**What the task requires**
Would you output all the entries below without altering a word?
━━━━━━━━━━━━━━━━━━━━
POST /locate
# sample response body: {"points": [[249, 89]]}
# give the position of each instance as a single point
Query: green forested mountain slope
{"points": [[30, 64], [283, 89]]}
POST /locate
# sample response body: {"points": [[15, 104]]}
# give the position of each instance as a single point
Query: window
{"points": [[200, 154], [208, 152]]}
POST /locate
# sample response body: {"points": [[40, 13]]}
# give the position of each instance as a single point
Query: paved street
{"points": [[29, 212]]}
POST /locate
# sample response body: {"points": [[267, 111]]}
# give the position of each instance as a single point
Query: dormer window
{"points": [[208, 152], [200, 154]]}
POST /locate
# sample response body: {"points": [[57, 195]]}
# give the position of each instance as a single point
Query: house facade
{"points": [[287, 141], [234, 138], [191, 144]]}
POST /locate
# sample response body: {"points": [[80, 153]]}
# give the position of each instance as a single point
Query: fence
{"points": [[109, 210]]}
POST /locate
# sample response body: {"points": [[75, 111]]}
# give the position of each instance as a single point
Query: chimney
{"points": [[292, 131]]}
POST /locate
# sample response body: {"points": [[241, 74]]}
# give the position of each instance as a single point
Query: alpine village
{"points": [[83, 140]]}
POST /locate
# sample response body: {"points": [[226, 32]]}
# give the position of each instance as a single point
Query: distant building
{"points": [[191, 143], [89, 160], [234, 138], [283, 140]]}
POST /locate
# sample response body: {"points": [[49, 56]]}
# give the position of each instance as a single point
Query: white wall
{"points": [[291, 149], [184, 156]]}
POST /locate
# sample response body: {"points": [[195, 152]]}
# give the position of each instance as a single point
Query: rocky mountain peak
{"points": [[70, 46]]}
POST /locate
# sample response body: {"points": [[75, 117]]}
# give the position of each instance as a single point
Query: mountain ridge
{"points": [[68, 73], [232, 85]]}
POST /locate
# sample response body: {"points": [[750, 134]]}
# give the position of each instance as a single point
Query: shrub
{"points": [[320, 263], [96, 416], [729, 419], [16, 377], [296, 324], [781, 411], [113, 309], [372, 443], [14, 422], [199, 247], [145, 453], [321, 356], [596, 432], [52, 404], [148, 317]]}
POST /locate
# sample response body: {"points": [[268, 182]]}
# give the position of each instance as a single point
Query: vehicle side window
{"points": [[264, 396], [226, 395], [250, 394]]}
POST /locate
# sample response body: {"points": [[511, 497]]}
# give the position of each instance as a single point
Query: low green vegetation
━━━━━━━━━━━━━━━━━━━━
**Exercise response**
POST /locate
# sample response body: {"points": [[249, 89]]}
# give the position of each instance as a single point
Query: green forested mountain slope
{"points": [[30, 64], [283, 89]]}
POST /locate
# sample response body: {"points": [[15, 104]]}
# give the position of each instance as a single point
Query: window
{"points": [[200, 154], [208, 152]]}
POST /locate
# sample response body: {"points": [[40, 13]]}
# give the position of each instance as a single point
Query: paved street
{"points": [[29, 212]]}
POST /locate
# sample response body: {"points": [[267, 111]]}
# give the position of each instance as a single point
Query: dormer window
{"points": [[208, 152], [200, 154]]}
POST /locate
# sample response body: {"points": [[57, 195]]}
# give the position of each instance as a single point
Query: house facade
{"points": [[287, 141], [234, 138], [191, 144]]}
POST /locate
# sample response body: {"points": [[80, 153]]}
# give the position of each instance as a single point
Query: fence
{"points": [[109, 210]]}
POST /locate
# sample response body: {"points": [[75, 111]]}
# give the position of each instance as a single point
Query: chimney
{"points": [[292, 131]]}
POST /locate
# sample response body: {"points": [[241, 74]]}
# give the position of each instance as a single point
Query: alpine village
{"points": [[83, 140]]}
POST /locate
# sample response body: {"points": [[226, 32]]}
# give the position of each instance as a single point
Query: distant building
{"points": [[191, 143], [89, 160], [234, 138], [283, 140]]}
POST /locate
# sample response body: {"points": [[49, 56]]}
# give the position of each instance as a single point
Query: white wall
{"points": [[291, 149], [184, 156]]}
POST /locate
# sample response body: {"points": [[195, 152]]}
# give the position of each instance as a single point
Query: rocky mountain peak
{"points": [[70, 46]]}
POST /locate
# sample response body: {"points": [[75, 117]]}
# give the position of each instance as a single point
Query: mountain ridge
{"points": [[68, 73], [232, 85]]}
POST /locate
# sample response body: {"points": [[750, 134]]}
# give the position of each instance as a single point
Query: shrub
{"points": [[320, 263], [96, 416], [729, 419], [16, 377], [296, 324], [781, 411], [113, 309], [372, 443], [14, 422], [199, 247], [145, 453], [321, 356], [596, 432], [52, 404], [148, 317]]}
POST /locate
# sample response body: {"points": [[268, 182]]}
# give the position of each instance as a single point
Query: vehicle side window
{"points": [[264, 396], [226, 395], [250, 394]]}
POST /locate
# sample response body: {"points": [[511, 497]]}
# give the position of each instance as a single point
Query: low green vegetation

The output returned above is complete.